>> start Data section

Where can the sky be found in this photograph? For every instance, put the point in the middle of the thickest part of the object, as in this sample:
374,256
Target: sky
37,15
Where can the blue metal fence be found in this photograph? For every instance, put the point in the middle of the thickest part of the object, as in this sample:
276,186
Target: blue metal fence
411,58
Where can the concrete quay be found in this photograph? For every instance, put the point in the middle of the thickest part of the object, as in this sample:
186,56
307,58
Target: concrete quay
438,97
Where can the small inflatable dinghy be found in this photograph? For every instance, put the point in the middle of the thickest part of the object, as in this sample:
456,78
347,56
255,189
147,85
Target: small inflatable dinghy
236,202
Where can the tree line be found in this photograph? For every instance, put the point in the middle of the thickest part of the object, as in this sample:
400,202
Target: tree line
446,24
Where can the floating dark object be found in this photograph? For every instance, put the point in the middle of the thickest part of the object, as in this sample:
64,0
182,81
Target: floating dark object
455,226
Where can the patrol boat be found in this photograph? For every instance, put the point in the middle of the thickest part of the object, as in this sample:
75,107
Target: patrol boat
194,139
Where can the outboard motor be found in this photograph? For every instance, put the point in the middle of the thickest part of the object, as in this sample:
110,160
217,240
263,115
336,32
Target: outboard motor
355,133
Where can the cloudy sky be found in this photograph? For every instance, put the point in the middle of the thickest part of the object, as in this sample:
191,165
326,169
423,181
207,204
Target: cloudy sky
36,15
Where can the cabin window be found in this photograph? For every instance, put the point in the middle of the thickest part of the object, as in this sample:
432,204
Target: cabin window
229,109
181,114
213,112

>> end Data section
>> start Data section

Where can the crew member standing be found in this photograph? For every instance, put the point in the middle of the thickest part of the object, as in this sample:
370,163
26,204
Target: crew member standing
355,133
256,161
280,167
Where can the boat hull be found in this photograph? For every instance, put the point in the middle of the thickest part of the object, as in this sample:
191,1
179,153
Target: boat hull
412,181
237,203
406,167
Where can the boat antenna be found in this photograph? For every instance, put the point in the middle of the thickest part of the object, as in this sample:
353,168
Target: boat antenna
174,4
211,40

>> end Data section
>> start Data section

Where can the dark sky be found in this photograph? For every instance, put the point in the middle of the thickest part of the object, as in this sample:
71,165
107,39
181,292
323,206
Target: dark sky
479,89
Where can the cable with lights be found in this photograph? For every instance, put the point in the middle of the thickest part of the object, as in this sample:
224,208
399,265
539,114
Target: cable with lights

>> end Data section

**What the exercise asks**
How many lines of the listing contain the string "quay"? Case matters. Give only the number.

**Task answer**
2